# [Work instructions]
Repeat the records below exactly, beginning at the first line and finishing with the line that contains "point(527, 89)".

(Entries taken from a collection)

________________________

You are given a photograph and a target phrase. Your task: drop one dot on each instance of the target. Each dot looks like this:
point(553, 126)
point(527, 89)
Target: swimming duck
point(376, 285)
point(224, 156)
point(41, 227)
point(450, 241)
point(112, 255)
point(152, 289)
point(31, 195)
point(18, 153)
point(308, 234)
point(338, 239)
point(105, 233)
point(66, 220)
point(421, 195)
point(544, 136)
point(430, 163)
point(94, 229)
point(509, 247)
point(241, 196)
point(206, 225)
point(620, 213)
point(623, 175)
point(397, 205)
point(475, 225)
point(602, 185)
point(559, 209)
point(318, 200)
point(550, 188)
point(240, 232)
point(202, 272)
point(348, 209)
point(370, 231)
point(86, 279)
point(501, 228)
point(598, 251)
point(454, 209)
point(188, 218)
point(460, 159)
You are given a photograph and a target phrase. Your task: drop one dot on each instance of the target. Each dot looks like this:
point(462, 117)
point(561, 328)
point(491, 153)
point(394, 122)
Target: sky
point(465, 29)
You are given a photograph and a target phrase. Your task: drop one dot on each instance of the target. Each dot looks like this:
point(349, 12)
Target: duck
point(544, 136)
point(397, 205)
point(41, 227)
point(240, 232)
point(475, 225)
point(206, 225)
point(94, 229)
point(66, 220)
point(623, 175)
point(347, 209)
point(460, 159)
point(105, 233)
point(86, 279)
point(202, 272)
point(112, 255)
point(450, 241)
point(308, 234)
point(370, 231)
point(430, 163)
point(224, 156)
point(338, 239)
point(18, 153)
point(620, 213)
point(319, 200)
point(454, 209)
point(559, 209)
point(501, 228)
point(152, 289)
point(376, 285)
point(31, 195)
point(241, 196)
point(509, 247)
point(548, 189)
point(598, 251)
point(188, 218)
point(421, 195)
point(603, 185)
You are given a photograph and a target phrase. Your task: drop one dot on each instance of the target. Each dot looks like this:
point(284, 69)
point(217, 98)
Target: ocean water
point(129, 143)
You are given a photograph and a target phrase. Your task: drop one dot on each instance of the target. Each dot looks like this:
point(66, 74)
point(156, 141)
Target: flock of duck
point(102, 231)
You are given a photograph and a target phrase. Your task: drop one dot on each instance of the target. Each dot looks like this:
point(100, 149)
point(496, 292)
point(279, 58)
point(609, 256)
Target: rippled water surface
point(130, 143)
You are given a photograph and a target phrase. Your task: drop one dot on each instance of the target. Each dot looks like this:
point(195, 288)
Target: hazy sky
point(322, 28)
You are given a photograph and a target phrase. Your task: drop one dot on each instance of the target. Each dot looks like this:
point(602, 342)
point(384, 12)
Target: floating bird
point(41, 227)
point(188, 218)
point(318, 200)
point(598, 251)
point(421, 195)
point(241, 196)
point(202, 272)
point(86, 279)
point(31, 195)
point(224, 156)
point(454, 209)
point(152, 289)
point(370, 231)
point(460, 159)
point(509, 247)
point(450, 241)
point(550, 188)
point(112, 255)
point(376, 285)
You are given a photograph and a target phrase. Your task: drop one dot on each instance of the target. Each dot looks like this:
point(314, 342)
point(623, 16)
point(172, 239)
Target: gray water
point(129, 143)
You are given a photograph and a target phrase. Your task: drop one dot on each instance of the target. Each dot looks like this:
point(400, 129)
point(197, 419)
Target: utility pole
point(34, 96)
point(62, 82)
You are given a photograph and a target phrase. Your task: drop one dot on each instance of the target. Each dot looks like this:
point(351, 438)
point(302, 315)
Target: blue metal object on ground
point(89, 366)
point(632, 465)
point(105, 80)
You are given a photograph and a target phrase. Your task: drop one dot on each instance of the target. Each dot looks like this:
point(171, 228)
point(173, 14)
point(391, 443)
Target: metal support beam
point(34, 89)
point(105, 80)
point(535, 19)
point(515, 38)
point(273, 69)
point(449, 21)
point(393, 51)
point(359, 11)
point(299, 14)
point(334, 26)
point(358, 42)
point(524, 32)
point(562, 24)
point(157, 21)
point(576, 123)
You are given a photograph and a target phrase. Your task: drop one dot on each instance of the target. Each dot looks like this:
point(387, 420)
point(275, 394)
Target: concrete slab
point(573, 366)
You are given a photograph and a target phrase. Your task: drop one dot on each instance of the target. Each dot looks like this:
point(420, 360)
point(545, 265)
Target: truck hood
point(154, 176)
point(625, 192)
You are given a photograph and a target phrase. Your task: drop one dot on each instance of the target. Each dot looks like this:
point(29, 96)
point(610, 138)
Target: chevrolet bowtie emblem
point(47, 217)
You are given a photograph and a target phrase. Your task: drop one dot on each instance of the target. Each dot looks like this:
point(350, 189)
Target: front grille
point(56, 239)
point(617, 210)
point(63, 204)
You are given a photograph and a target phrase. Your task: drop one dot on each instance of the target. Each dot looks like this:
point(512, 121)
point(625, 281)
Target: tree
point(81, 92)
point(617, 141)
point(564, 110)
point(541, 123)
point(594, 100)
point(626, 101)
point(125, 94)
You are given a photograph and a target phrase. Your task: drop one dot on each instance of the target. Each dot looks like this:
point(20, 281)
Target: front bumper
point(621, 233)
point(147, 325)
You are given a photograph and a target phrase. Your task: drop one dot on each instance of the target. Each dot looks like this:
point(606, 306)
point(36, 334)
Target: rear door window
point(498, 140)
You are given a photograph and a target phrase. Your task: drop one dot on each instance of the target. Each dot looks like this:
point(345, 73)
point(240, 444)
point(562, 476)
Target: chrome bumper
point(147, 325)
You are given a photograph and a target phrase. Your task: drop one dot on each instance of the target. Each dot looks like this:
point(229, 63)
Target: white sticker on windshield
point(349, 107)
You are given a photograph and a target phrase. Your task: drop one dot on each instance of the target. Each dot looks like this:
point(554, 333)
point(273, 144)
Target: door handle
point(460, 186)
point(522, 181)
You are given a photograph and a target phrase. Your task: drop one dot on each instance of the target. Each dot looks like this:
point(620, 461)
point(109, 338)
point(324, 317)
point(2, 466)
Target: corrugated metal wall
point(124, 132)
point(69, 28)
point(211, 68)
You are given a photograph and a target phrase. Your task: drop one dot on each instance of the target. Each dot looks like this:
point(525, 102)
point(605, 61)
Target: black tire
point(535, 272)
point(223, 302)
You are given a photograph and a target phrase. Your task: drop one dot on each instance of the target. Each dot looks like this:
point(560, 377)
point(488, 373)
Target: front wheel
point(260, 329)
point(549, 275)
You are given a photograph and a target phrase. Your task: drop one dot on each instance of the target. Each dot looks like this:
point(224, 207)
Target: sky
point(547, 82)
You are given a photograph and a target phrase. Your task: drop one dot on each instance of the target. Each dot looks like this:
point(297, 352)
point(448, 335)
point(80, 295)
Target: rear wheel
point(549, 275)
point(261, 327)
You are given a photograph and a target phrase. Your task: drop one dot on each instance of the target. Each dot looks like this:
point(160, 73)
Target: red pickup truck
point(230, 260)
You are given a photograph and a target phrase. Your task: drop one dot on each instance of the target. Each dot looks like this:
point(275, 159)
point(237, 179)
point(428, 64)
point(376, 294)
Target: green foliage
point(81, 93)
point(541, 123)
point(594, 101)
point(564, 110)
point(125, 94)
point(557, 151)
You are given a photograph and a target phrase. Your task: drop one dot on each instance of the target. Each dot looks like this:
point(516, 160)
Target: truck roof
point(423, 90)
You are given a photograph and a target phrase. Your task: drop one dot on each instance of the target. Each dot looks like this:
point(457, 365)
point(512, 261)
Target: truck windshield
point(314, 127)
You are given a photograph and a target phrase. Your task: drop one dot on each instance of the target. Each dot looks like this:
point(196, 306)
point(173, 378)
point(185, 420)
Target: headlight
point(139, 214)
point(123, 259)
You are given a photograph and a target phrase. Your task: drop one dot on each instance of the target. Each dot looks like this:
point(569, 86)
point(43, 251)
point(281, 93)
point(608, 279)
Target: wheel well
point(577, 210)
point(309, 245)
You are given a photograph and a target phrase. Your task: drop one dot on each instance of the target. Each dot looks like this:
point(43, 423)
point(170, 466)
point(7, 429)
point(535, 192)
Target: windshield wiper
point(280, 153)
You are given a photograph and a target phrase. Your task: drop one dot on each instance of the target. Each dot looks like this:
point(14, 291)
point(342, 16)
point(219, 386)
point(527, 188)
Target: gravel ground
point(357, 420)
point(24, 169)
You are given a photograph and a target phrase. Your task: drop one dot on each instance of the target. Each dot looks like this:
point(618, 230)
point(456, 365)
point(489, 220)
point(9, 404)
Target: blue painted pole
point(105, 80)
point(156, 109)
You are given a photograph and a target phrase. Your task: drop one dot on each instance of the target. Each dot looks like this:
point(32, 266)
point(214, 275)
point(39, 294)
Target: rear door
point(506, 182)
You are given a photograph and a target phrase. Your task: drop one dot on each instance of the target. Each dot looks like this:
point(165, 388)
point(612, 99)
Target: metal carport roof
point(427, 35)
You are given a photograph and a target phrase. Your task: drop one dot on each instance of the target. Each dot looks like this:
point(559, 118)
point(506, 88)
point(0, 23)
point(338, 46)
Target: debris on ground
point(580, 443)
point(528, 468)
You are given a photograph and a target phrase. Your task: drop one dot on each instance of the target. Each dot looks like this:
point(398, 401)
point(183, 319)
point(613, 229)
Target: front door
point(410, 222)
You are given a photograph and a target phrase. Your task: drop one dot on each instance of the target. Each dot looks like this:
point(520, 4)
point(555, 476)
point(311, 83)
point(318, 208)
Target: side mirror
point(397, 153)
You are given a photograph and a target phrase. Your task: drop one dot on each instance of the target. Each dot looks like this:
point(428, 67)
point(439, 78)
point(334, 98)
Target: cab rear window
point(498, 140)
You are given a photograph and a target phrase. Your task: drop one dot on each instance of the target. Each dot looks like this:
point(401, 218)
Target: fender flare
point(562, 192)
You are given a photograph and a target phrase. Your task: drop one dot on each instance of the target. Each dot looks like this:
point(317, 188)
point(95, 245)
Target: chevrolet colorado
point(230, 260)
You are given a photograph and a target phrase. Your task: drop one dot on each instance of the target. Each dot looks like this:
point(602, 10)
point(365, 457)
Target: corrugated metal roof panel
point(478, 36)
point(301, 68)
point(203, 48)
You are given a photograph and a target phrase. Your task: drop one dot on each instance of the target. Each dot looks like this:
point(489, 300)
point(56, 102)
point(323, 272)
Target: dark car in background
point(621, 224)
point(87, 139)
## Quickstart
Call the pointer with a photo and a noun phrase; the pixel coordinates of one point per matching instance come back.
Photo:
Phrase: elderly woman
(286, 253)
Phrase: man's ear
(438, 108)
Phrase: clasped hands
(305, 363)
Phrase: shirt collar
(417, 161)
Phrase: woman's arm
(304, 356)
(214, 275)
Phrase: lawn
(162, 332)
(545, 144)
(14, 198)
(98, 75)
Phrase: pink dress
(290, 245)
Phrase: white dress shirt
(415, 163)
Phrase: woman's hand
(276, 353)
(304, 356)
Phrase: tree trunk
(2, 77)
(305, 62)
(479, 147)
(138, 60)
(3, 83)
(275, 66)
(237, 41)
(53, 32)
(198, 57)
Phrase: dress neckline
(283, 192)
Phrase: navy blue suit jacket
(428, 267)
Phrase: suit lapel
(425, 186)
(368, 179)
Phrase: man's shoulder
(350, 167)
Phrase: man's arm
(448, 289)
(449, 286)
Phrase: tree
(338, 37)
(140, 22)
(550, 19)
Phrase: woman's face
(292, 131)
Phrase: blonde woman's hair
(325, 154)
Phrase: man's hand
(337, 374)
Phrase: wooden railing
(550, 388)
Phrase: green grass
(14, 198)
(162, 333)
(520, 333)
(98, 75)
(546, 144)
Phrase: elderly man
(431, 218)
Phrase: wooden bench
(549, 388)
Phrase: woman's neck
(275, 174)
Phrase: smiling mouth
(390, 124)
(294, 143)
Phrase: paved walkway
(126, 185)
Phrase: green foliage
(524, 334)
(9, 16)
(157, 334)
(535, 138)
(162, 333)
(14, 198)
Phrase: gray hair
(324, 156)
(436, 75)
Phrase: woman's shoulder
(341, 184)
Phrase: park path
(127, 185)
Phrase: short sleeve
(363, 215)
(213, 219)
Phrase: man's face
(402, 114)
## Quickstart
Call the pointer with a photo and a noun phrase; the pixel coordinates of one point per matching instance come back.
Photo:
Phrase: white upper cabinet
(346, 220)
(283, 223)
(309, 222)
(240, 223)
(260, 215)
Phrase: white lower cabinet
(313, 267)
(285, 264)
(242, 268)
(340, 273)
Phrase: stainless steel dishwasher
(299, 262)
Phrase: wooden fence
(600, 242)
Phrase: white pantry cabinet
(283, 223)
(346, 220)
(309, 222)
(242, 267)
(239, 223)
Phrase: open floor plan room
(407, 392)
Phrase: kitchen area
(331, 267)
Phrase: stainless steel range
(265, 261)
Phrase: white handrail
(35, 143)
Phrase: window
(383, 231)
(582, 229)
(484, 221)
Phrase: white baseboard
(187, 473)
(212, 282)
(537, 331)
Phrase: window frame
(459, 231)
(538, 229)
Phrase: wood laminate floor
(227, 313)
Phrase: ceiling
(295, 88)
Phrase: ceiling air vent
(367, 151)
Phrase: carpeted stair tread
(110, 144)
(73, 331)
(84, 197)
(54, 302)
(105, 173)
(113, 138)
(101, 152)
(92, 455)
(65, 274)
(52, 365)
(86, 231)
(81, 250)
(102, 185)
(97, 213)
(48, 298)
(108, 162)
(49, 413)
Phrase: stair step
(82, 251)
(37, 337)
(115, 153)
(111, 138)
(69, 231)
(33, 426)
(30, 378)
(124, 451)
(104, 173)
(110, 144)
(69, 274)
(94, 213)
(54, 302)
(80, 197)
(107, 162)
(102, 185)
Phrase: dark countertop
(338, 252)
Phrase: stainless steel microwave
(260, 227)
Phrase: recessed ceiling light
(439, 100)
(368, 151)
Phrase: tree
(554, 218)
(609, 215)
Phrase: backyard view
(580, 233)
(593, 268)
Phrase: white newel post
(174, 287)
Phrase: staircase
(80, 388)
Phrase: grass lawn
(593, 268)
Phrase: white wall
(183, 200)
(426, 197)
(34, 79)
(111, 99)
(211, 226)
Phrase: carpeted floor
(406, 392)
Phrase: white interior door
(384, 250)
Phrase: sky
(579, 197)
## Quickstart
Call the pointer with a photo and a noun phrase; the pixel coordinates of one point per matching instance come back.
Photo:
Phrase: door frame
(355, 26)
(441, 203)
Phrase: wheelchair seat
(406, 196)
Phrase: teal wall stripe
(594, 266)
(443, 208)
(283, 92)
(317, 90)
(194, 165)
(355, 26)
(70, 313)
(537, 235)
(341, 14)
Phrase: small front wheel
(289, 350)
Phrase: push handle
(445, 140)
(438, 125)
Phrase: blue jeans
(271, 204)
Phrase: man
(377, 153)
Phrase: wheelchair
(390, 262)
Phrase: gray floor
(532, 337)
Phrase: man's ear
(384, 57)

________________________

# [Written answer]
You are given a photograph and a target phrase. Your task: drop one dot on each instance of the target. Each dot looks like this:
point(553, 126)
point(527, 89)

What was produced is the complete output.